* **Passage**:

He proceeded to a doctoral degree at the University of Memphis, where, working with respected graph theorist Béla Bollobás, he presented a solution of the reconstruction problem for abelian groups, including the necklace problem. Whilst at Memphis, he invented the board game Intersect.
In 2001 he was offered and accepted a junior research fellowship at his alma mater, Trinity College, Cambridge. Before returning to take up residence in Cambridge, he completed a year's research at the Institute for Advanced Study in Princeton, New Jersey and did a few weeks of work over the summer for Microsoft Research in Seattle, Washington. He is now a full-time resident fellow of Trinity College, specialising in combinatorics.
Dr. Pebody's noteworthy contributions to his field include:
- "Ramsey theory in graphs" (public lecture at Trinity College, Cambridge, 1997)

* **Excerpted data**:
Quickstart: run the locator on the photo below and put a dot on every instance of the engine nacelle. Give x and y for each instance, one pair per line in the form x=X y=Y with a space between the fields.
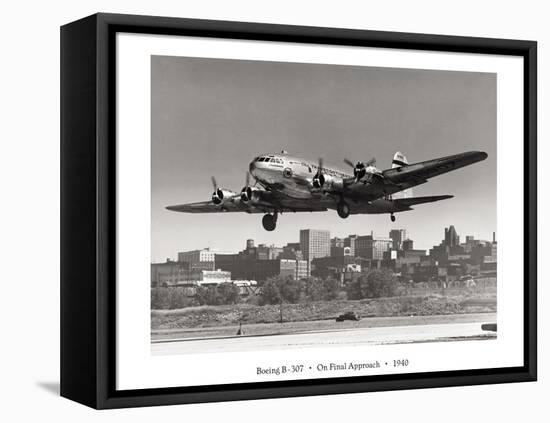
x=221 y=195
x=328 y=182
x=249 y=194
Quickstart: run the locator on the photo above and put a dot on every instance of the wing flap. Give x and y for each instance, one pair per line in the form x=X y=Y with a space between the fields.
x=430 y=168
x=413 y=201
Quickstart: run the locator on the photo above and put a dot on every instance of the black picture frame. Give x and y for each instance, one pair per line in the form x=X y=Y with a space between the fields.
x=88 y=200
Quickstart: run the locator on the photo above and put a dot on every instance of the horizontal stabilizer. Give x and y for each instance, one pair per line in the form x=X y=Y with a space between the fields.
x=422 y=200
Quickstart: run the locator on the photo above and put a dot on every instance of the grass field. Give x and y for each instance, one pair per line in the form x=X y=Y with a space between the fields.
x=258 y=329
x=223 y=320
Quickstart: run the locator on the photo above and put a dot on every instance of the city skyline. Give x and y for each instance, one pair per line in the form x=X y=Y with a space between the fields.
x=210 y=117
x=246 y=243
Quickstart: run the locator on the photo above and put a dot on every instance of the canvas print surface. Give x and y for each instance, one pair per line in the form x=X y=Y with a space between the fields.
x=300 y=205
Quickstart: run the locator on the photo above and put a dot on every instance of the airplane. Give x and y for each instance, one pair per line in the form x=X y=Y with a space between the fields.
x=287 y=184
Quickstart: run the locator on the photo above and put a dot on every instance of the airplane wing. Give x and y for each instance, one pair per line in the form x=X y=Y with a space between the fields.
x=423 y=171
x=413 y=201
x=210 y=207
x=267 y=203
x=404 y=177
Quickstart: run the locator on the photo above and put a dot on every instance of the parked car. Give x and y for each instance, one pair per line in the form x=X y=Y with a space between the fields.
x=350 y=315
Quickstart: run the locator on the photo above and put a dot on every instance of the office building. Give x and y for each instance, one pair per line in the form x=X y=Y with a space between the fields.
x=398 y=236
x=314 y=243
x=371 y=247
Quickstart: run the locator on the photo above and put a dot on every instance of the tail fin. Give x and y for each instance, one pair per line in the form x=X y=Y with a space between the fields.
x=400 y=160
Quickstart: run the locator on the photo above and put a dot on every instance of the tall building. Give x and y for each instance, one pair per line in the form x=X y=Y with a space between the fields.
x=398 y=236
x=197 y=256
x=371 y=247
x=451 y=237
x=314 y=243
x=407 y=245
x=349 y=241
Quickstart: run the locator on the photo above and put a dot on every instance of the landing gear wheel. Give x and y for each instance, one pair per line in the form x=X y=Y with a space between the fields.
x=342 y=209
x=269 y=222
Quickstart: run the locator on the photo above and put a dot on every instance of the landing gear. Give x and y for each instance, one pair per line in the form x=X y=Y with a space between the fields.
x=269 y=222
x=342 y=209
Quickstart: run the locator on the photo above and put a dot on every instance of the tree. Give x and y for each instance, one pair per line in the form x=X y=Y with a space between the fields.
x=278 y=289
x=207 y=295
x=316 y=289
x=228 y=293
x=225 y=293
x=375 y=284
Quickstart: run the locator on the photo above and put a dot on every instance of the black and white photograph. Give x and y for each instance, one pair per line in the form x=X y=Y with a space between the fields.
x=306 y=205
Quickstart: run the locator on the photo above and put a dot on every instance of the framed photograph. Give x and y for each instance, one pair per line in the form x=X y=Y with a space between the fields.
x=257 y=211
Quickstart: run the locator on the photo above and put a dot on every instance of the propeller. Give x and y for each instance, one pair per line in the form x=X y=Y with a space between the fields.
x=246 y=192
x=319 y=179
x=360 y=168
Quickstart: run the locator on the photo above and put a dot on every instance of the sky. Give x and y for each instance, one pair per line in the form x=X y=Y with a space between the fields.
x=211 y=117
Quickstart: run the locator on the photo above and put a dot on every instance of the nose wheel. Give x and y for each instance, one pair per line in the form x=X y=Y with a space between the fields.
x=269 y=222
x=342 y=208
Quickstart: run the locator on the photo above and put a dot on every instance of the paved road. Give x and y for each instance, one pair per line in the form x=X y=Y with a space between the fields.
x=374 y=336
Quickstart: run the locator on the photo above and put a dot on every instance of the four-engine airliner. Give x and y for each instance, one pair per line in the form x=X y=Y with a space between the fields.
x=284 y=184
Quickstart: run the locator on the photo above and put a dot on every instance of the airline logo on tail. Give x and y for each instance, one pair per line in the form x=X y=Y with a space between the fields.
x=400 y=160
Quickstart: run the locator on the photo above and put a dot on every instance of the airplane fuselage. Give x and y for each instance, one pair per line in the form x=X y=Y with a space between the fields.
x=293 y=177
x=287 y=183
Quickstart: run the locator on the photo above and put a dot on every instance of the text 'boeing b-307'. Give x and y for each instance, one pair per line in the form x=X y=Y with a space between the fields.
x=283 y=184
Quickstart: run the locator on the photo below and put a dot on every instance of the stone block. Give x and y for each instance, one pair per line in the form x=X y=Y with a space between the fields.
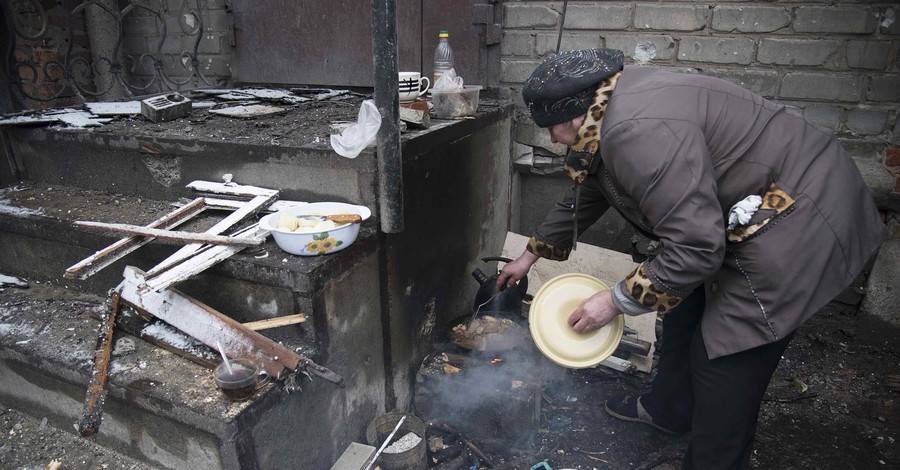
x=895 y=139
x=761 y=82
x=215 y=65
x=750 y=19
x=889 y=22
x=664 y=44
x=821 y=86
x=139 y=25
x=209 y=44
x=517 y=70
x=824 y=116
x=835 y=19
x=866 y=121
x=884 y=88
x=716 y=50
x=892 y=157
x=546 y=43
x=356 y=457
x=882 y=295
x=517 y=43
x=598 y=16
x=871 y=55
x=134 y=44
x=816 y=52
x=670 y=17
x=528 y=133
x=530 y=16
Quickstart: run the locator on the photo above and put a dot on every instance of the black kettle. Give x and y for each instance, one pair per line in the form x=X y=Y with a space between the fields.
x=507 y=301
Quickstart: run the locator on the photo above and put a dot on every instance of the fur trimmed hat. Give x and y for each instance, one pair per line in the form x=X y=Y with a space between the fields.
x=562 y=87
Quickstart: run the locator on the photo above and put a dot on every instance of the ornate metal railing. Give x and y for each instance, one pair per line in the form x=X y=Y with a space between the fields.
x=72 y=50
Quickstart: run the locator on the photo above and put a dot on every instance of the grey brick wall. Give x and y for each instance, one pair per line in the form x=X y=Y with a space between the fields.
x=836 y=62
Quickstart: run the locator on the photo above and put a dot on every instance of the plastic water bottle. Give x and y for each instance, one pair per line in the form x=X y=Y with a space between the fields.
x=443 y=56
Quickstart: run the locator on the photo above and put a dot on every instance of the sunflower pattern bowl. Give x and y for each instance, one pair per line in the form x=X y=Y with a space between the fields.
x=312 y=239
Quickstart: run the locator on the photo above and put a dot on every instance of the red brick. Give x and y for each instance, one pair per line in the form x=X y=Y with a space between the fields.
x=892 y=156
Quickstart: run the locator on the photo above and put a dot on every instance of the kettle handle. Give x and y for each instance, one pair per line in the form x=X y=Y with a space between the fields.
x=523 y=283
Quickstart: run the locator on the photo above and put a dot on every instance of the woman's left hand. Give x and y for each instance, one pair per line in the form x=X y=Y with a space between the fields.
x=594 y=312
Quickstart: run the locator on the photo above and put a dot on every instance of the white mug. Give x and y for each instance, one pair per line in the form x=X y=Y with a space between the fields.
x=411 y=86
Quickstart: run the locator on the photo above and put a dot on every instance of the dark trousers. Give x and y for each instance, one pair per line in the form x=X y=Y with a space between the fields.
x=717 y=400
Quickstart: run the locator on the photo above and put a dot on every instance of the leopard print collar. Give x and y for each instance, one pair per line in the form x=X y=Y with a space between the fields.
x=587 y=141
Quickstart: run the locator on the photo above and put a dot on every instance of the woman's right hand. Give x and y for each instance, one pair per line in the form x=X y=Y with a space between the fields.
x=516 y=269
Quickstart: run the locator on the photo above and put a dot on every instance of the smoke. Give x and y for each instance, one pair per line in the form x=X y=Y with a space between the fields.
x=493 y=395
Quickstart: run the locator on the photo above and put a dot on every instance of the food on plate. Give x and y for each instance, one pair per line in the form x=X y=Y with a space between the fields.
x=291 y=223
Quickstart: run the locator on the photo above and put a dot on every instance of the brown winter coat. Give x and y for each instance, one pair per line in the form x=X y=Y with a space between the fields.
x=677 y=152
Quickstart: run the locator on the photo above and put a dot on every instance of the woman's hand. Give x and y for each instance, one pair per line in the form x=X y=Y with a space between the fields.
x=516 y=269
x=594 y=312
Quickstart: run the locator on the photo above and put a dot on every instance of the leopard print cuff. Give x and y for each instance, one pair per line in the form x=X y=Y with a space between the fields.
x=642 y=290
x=547 y=251
x=774 y=202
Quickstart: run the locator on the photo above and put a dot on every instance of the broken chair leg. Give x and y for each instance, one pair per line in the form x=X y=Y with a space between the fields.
x=96 y=393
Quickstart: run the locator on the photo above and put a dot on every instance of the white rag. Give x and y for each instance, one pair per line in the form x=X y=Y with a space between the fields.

* **Set tasks**:
**a)** Reproduce the biographical passage on Dr. Pebody in full, word for word.
**b)** Rewrite the lines of the listing, starting with the line with "of the four-engine" and going on through the line with "x=283 y=184", replacing every "locator" with "detector" and leaving all else unchanged; give only those lines.

* **Answers**:
**a)**
He proceeded to a doctoral degree at the University of Memphis, where, working with respected graph theorist Béla Bollobás, he presented a solution of the reconstruction problem for abelian groups, including the necklace problem. Whilst at Memphis, he invented the board game Intersect.
In 2001 he was offered and accepted a junior research fellowship at his alma mater, Trinity College, Cambridge. Before returning to take up residence in Cambridge, he completed a year's research at the Institute for Advanced Study in Princeton, New Jersey and did a few weeks of work over the summer for Microsoft Research in Seattle, Washington. He is now a full-time resident fellow of Trinity College, specialising in combinatorics.
Dr. Pebody's noteworthy contributions to his field include:
- "Ramsey theory in graphs" (public lecture at Trinity College, Cambridge, 1997)

**b)**
Quickstart: run the detector on the photo above and put a dot on every instance of the four-engine airliner. Give x and y for each instance, one pair per line in the form x=X y=Y with a space between the fields.
x=284 y=184
Quickstart: run the detector on the photo above and put a dot on every instance of the airline logo on tail. Give x and y for each instance, one pair per line in the form x=X y=Y with a space between the fields.
x=400 y=160
Quickstart: run the detector on the photo above and put a dot on every instance of the airplane fuselage. Give x and y for each instance, one pair per line in the form x=X y=Y with a space between the fields.
x=293 y=177
x=287 y=183
Quickstart: run the detector on the photo above and put a dot on every instance of the text 'boeing b-307'. Give x and y for each instance, one pair per line in the form x=X y=Y with a space between the fields.
x=283 y=184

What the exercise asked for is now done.